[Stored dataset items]
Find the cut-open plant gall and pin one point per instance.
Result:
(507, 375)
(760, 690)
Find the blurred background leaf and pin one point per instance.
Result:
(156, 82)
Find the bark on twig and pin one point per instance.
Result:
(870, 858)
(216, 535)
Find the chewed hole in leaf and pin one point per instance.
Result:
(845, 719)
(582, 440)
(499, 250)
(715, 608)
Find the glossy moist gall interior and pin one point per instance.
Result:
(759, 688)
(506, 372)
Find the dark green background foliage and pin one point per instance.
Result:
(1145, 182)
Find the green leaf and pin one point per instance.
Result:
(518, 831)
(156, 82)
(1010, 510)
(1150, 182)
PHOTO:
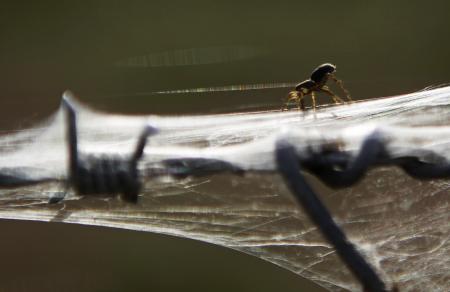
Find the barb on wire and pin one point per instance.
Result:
(289, 168)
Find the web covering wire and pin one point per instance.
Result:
(400, 224)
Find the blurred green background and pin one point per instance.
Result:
(112, 53)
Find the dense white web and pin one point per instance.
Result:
(400, 224)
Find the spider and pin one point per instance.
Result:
(316, 83)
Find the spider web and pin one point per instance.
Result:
(400, 224)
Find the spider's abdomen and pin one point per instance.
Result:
(320, 74)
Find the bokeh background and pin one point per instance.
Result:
(113, 54)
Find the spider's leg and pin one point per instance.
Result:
(293, 95)
(335, 98)
(300, 101)
(341, 86)
(288, 164)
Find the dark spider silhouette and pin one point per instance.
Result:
(316, 83)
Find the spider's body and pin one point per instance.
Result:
(317, 83)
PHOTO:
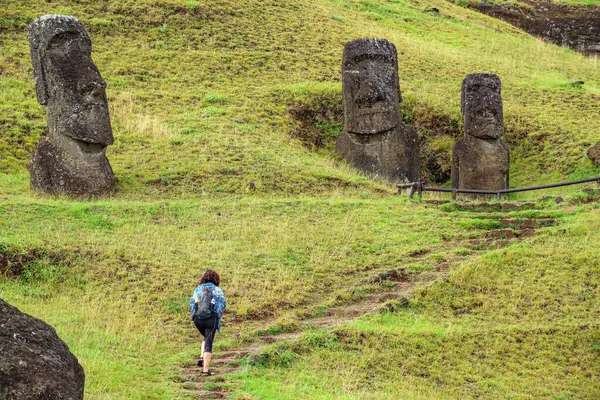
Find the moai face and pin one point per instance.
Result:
(481, 104)
(68, 82)
(371, 91)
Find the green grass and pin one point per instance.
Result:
(502, 327)
(214, 170)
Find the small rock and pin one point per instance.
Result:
(594, 154)
(35, 363)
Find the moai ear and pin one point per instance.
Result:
(36, 59)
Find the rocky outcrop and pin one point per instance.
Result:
(575, 27)
(35, 364)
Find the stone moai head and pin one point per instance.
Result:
(69, 84)
(371, 91)
(481, 105)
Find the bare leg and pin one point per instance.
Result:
(207, 357)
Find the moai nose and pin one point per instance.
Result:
(93, 87)
(369, 93)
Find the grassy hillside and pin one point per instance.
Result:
(224, 115)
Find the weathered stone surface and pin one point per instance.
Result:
(35, 363)
(481, 105)
(481, 161)
(72, 158)
(480, 164)
(594, 154)
(576, 27)
(390, 155)
(374, 138)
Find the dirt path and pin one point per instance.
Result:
(506, 231)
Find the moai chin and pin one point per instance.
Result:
(71, 159)
(481, 160)
(374, 139)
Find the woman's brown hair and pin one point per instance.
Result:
(211, 276)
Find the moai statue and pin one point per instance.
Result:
(481, 159)
(71, 159)
(374, 138)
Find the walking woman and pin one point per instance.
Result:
(207, 305)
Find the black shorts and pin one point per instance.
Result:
(208, 329)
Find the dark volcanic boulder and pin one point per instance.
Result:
(594, 154)
(35, 364)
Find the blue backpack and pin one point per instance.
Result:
(205, 304)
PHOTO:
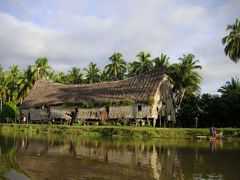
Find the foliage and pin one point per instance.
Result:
(93, 73)
(117, 68)
(142, 65)
(162, 61)
(10, 112)
(185, 77)
(232, 41)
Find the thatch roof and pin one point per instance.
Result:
(138, 88)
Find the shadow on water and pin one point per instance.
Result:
(59, 157)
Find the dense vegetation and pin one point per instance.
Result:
(192, 108)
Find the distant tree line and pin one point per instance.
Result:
(193, 109)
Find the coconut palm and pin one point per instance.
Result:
(42, 68)
(231, 88)
(92, 73)
(232, 41)
(4, 88)
(185, 77)
(143, 65)
(27, 81)
(117, 68)
(75, 76)
(60, 77)
(162, 61)
(14, 75)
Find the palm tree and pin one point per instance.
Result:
(162, 61)
(13, 74)
(143, 65)
(232, 41)
(27, 82)
(231, 88)
(93, 73)
(4, 88)
(75, 76)
(60, 77)
(42, 68)
(117, 68)
(185, 77)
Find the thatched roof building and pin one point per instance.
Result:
(139, 89)
(152, 91)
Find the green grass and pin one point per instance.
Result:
(100, 131)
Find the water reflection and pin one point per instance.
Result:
(41, 157)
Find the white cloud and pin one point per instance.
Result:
(76, 33)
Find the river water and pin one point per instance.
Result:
(45, 156)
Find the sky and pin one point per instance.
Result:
(76, 32)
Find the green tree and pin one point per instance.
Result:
(232, 41)
(75, 76)
(60, 77)
(42, 68)
(4, 88)
(93, 74)
(231, 88)
(162, 61)
(185, 77)
(10, 112)
(27, 81)
(142, 65)
(117, 68)
(13, 76)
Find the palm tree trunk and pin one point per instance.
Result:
(181, 98)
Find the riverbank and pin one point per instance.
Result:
(130, 131)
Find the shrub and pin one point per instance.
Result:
(10, 112)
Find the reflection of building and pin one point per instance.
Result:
(145, 98)
(119, 159)
(126, 159)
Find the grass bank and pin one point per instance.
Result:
(114, 131)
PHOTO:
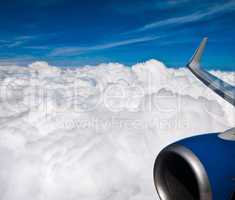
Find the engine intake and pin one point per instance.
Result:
(179, 175)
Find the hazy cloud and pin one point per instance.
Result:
(68, 51)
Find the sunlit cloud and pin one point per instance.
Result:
(77, 50)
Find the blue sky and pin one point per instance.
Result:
(74, 33)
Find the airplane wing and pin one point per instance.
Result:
(225, 90)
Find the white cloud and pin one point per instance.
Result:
(93, 132)
(68, 51)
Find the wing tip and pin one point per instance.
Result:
(196, 58)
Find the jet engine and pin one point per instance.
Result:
(197, 168)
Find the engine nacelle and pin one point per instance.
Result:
(197, 168)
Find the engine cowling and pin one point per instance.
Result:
(197, 168)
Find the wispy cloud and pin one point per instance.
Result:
(71, 51)
(197, 16)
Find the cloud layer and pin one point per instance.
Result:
(94, 132)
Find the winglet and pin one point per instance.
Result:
(195, 60)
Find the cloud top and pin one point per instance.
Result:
(94, 132)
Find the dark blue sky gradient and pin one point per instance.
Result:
(75, 33)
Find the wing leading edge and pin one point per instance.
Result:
(219, 86)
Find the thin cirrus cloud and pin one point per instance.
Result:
(197, 16)
(71, 51)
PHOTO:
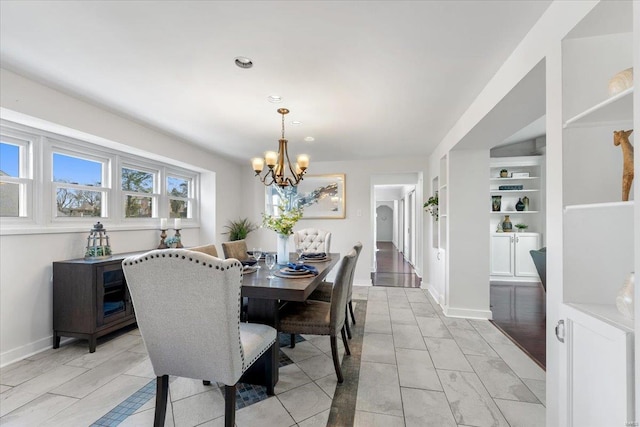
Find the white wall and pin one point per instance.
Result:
(360, 177)
(25, 277)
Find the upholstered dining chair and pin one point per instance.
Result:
(236, 249)
(320, 317)
(324, 289)
(188, 311)
(312, 240)
(206, 249)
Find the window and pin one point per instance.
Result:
(78, 186)
(139, 193)
(178, 192)
(16, 185)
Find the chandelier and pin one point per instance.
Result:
(279, 173)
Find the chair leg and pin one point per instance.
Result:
(162, 391)
(353, 318)
(229, 405)
(336, 360)
(346, 322)
(345, 342)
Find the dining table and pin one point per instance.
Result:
(266, 296)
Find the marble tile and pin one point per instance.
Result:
(377, 307)
(12, 399)
(305, 401)
(446, 354)
(302, 350)
(318, 420)
(402, 316)
(98, 403)
(416, 370)
(426, 408)
(456, 322)
(469, 401)
(328, 384)
(378, 323)
(290, 376)
(539, 388)
(198, 408)
(499, 379)
(106, 351)
(88, 382)
(519, 362)
(378, 348)
(268, 412)
(51, 379)
(408, 336)
(416, 295)
(37, 411)
(423, 309)
(379, 389)
(318, 366)
(522, 414)
(471, 342)
(371, 419)
(432, 327)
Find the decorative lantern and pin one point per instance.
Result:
(97, 243)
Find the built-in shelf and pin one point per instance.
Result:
(607, 313)
(615, 109)
(513, 179)
(514, 212)
(515, 191)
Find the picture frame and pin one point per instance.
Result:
(321, 197)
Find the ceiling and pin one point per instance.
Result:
(366, 79)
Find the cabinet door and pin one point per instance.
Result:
(597, 359)
(502, 254)
(524, 265)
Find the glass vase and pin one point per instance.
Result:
(283, 249)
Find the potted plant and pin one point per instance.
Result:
(431, 206)
(239, 229)
(522, 227)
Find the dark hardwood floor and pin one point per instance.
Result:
(392, 269)
(520, 311)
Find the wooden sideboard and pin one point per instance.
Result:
(90, 299)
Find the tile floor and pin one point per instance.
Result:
(416, 368)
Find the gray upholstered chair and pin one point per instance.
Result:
(236, 249)
(188, 311)
(312, 240)
(320, 317)
(206, 249)
(323, 291)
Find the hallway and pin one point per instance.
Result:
(392, 269)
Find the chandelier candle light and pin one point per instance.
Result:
(279, 173)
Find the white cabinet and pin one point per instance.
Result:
(510, 258)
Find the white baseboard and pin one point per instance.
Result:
(467, 313)
(28, 350)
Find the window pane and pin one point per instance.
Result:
(9, 199)
(71, 202)
(138, 181)
(138, 207)
(177, 187)
(177, 208)
(9, 160)
(75, 170)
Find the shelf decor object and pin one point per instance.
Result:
(625, 298)
(621, 81)
(98, 246)
(621, 138)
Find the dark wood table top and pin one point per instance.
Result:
(256, 285)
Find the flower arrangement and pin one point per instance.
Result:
(284, 223)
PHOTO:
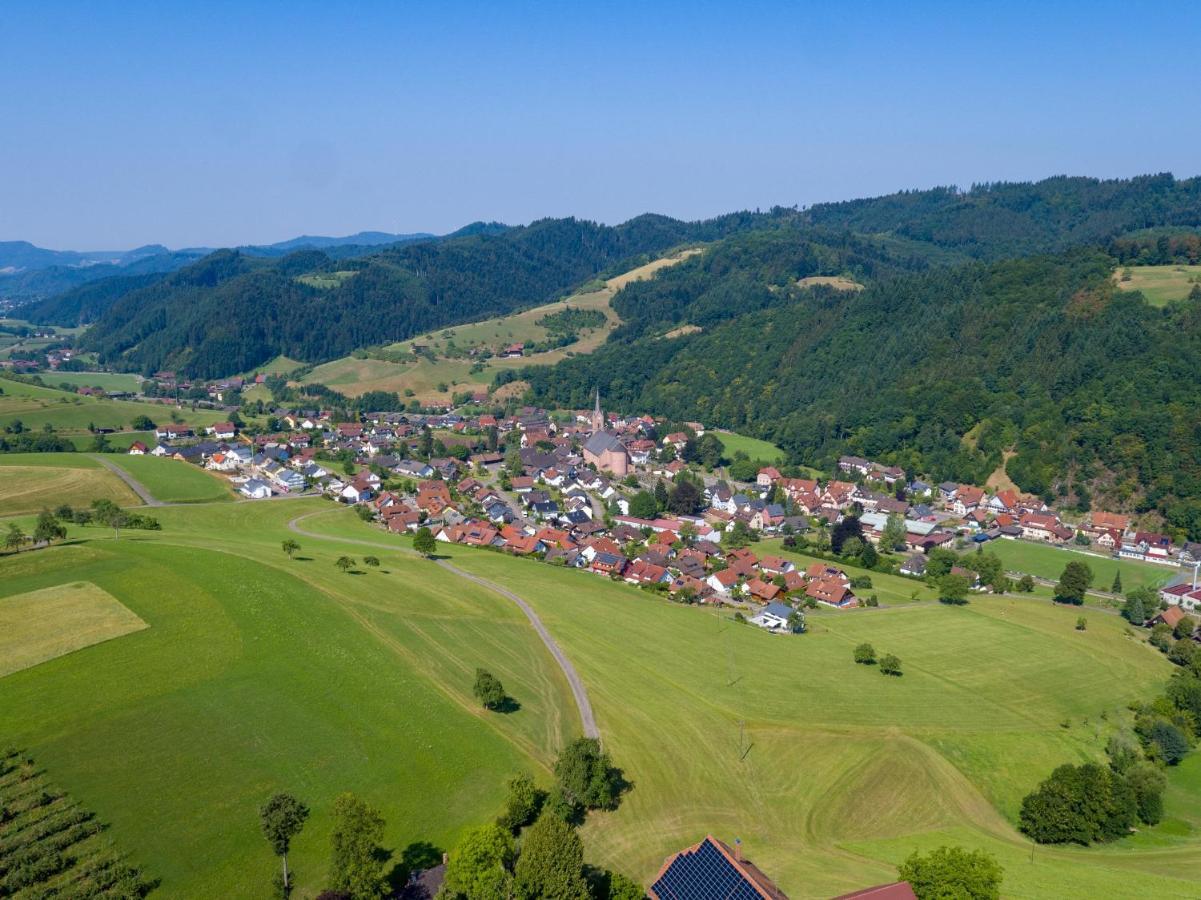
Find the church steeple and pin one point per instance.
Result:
(597, 416)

◆ YOUR TASK: Copy each line of the entries in which the string "tree" is found.

◆ WRITTEN SOLUTION:
Find the distant tree line and pin one point per instance.
Find the palm tree and pin one point per instance.
Find the green tree and pin one point per instance.
Find the palm tree trunk and pin one point per instance.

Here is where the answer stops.